SELECTION:
-- Start --
Carson was an Australian blues rock and boogie rock band, which formed in January 1970 in Melbourne as Carson County Band. They had a top 30 hit single on the Go-Set National Top 40 with "Boogie" in September 1972. The group released their debut studio album, Blown, in November on EMI and Harvest Records, which peaked at No. 14 on the Go-Set Top 20 Albums. Their performance at the second Sunbury Pop Festival in late January 1973 was issued as a live album, On the Air, in April but the group had already disbanded.

Member, John Capek had left by mid 1970 and relocated to North America by 1973 where he worked as a composer (often with Marc Jordan), record producer and keyboardist both in Toronto, Canada and in Los Angeles, United States. Broderick Smith, formed country rockers, The Dingoes in 1973 and also had a successful solo career.
-- End --
SUPPLIED DATA:
-- Start --
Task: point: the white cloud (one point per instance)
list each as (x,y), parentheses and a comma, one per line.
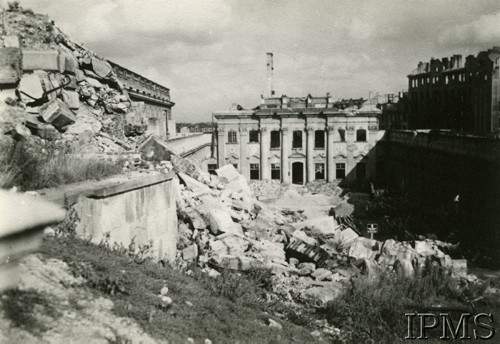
-- End --
REQUIRED ACTIONS:
1. Summarize the passage on the band Carson in two sentences.
2. Proceed with the passage on the band Carson from the point where it stops.
The material has no connection to the passage on the band Carson.

RESULTS BY TASK:
1. Carson was an Australian blues rock and boogie rock band that formed in Melbourne in January 1970 as Carson County Band, reached the top 30 with "Boogie" in September 1972, and released its debut studio album, Blown, which peaked at No. 14 on the Go-Set Top 20 Albums. Its performance at the second Sunbury Pop Festival was issued as the live album On the Air in April 1973, by which time the group had already disbanded, and former members John Capek and Broderick Smith went on to work as a composer, producer and keyboardist and to form The Dingoes and pursue a solo career, respectively.

2.
History
Carson formed in Melbourne in January 1970 as Carson County Band and, influenced by United States group Canned Heat, performed blues rock and boogie rock. Founders of Carson County Band were Ian Ferguson on bass guitar and vocals, Greg "Sleepy" Lawrie on slide guitar and dobro (Creatures, Chocolate),  Tony Lunt on drums, Tony "Drunkbelly" Enery on Keyboard. Their debut single, "On the Highway", was issued in May on Rebel Records. In October they dropped the County Band from the name to avoid being confused as a country music group. Capek left mid 1970 to join King Harvest and eventually moved to North America. He worked as a composer (often with Marc Jordan), record producer and keyboardist both in Toronto, Canada and in Los Angeles.

Broderick Smith (Adderley Smith Blues Band) replaced Ian Ferguson in mid 1971, providing vocals and harmonica. Ian Winter had joined on guitar at the beginning of 1971. The group released a second single, "Travelling South" in August on Havoc Records. Ian Ferguson, who later on joined Island and played at Sunbury in 1972, went on to form Tank late in 1972, had already left in July to be replaced successively by Barry Sullivan and then Garry Clarke. Mal Logan on keyboards joined later that year. Carson performed at the first Sunbury Pop Festival in late January 1972. On the Easter weekend, 31 March – 2 April, they played two sets at the Mulwala Pop Festival, supporting head-liners Canned Heat and Stephen Stills.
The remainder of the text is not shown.